* AIM OF THE TASK *
Keep only the lines of the records that contain the string "ceramic", and copy each one out. Case counts.

○ ○ ○ ○

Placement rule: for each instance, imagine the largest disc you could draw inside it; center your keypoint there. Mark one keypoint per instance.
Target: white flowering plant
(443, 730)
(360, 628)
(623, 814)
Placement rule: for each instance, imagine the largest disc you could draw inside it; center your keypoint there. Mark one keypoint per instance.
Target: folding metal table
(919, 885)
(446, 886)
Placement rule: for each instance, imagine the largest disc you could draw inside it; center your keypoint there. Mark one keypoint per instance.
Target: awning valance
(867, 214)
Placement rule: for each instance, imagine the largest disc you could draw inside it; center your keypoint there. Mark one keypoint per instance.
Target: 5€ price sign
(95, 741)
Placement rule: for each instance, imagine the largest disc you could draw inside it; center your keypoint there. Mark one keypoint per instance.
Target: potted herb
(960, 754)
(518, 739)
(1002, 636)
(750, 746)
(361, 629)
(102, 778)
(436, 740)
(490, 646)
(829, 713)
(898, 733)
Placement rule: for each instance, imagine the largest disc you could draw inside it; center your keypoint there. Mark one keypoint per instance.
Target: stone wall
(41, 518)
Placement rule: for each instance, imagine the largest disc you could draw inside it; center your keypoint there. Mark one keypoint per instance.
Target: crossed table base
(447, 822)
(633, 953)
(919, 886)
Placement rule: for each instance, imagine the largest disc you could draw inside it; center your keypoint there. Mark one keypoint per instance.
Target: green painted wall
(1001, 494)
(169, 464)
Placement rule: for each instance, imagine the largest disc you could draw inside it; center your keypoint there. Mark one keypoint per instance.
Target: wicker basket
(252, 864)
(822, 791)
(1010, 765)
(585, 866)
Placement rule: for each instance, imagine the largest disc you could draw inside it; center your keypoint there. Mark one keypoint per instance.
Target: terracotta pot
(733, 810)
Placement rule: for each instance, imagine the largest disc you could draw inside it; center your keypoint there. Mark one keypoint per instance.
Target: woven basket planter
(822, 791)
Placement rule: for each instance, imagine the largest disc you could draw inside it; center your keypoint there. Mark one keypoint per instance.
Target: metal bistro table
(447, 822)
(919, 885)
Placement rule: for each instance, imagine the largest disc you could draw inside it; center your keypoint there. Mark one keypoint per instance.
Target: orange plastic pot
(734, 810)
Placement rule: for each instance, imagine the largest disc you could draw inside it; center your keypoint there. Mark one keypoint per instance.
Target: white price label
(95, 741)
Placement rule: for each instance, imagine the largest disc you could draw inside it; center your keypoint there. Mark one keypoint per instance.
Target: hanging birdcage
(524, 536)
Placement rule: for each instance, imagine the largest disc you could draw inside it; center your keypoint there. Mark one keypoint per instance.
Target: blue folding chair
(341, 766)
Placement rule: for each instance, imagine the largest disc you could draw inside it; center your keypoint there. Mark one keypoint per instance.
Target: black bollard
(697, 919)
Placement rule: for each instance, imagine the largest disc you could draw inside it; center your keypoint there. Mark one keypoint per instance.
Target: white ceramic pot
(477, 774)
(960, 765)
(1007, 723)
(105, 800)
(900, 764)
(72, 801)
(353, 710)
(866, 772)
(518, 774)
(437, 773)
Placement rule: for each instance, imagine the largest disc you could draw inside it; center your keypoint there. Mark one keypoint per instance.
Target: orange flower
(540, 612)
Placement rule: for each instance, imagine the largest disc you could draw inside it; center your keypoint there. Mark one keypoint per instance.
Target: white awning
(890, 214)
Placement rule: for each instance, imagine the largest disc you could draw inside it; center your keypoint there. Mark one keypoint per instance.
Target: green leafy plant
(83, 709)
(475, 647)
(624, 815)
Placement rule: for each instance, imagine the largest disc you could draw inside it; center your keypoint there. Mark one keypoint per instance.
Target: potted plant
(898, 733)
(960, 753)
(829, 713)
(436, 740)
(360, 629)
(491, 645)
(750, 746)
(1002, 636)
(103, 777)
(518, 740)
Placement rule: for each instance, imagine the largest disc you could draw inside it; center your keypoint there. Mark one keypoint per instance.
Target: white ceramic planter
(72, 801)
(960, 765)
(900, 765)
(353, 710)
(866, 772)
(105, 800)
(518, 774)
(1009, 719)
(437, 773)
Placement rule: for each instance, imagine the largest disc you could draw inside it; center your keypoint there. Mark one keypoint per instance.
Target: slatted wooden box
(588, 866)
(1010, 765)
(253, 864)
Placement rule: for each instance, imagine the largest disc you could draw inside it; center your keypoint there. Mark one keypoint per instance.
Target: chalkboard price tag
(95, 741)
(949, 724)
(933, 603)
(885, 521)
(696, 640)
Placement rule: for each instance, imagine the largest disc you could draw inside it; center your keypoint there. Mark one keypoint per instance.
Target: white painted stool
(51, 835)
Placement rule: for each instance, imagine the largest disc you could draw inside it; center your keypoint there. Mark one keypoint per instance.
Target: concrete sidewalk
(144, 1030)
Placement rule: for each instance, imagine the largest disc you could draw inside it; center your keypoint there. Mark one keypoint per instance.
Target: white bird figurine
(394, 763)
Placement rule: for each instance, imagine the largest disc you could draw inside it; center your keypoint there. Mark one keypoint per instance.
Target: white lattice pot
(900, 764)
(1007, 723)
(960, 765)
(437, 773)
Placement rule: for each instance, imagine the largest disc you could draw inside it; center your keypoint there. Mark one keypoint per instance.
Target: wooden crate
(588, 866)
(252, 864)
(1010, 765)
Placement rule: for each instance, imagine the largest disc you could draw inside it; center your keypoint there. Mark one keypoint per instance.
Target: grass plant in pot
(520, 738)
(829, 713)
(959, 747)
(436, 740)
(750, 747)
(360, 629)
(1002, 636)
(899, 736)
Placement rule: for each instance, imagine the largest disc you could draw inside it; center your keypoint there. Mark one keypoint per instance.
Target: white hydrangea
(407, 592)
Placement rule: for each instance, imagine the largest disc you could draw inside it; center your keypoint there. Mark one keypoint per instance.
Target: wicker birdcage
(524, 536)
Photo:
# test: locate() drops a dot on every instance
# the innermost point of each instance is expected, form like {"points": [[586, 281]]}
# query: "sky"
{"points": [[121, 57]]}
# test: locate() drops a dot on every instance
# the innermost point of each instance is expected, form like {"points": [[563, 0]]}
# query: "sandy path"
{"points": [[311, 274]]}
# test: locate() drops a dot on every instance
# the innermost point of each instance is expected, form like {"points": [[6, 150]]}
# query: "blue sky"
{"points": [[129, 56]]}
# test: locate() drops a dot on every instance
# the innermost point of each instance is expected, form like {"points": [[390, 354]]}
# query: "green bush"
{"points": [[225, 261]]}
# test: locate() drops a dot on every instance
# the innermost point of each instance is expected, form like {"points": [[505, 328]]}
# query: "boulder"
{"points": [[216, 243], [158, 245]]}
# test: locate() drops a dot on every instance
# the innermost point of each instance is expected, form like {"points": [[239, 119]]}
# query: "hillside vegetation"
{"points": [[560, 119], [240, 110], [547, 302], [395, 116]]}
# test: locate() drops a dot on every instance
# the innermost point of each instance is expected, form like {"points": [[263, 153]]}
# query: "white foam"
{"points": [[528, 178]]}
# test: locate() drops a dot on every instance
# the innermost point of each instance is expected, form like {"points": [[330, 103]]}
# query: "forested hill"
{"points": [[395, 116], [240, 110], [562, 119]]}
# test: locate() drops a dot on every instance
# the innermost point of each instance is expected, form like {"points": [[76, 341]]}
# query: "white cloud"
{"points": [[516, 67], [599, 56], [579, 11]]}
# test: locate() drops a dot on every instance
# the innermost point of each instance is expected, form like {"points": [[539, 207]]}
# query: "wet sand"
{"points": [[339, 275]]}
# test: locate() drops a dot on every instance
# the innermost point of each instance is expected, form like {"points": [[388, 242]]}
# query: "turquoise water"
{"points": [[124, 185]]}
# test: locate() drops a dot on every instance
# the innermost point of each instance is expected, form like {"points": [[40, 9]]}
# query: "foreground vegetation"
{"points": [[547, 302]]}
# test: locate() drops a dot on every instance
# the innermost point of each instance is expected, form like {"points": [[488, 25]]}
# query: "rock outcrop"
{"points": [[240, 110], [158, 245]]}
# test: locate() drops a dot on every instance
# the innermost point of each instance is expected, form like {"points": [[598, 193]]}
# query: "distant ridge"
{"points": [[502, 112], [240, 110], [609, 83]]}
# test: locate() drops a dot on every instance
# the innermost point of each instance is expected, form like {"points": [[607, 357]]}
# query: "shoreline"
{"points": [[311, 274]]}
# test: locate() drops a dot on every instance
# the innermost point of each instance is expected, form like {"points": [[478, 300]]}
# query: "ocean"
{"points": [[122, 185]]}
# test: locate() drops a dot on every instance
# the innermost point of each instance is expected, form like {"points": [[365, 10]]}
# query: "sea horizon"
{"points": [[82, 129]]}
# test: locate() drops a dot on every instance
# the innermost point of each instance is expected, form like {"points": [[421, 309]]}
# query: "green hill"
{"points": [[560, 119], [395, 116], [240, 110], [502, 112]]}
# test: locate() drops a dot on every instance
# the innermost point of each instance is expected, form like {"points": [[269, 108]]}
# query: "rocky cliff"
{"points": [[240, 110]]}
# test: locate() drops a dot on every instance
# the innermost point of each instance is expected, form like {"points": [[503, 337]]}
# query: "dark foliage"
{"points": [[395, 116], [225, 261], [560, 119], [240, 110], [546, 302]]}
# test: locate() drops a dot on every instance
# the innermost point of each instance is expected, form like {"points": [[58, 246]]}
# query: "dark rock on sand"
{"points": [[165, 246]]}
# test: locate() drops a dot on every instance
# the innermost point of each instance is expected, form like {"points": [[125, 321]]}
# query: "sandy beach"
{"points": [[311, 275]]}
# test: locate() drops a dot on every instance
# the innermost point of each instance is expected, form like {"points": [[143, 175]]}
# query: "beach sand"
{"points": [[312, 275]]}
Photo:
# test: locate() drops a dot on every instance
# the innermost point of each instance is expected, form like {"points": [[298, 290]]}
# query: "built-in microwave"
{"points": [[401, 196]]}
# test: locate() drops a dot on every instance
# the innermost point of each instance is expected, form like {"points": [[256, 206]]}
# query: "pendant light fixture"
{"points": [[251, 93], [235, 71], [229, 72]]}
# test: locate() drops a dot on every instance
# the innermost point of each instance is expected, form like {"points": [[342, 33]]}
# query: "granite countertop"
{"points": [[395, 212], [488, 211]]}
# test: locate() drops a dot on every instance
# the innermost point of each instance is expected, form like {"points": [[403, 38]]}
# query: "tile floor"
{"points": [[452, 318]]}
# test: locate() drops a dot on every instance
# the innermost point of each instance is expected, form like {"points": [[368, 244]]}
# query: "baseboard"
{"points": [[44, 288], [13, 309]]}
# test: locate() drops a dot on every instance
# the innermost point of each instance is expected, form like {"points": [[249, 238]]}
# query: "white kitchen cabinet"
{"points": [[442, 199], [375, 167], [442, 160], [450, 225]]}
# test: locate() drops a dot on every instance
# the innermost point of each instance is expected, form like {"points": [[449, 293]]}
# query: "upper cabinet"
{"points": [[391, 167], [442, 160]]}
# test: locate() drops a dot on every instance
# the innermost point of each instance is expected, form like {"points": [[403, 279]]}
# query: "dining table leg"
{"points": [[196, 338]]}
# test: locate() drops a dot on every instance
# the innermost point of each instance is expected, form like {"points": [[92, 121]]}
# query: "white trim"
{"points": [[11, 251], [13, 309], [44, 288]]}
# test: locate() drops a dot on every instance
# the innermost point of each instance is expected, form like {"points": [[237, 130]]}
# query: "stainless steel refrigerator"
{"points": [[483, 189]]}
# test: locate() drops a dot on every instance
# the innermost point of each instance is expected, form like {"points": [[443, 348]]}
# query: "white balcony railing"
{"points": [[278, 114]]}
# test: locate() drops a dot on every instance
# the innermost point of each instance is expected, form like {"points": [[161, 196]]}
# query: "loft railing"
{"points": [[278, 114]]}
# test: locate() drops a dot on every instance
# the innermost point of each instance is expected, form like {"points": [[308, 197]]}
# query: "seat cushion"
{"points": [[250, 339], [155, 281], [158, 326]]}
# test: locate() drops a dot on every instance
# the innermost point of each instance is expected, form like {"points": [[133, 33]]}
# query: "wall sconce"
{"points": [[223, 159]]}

○ ○ ○ ○

* CORRECT RESULT *
Target: white ceramic pot
Target: white ceramic planter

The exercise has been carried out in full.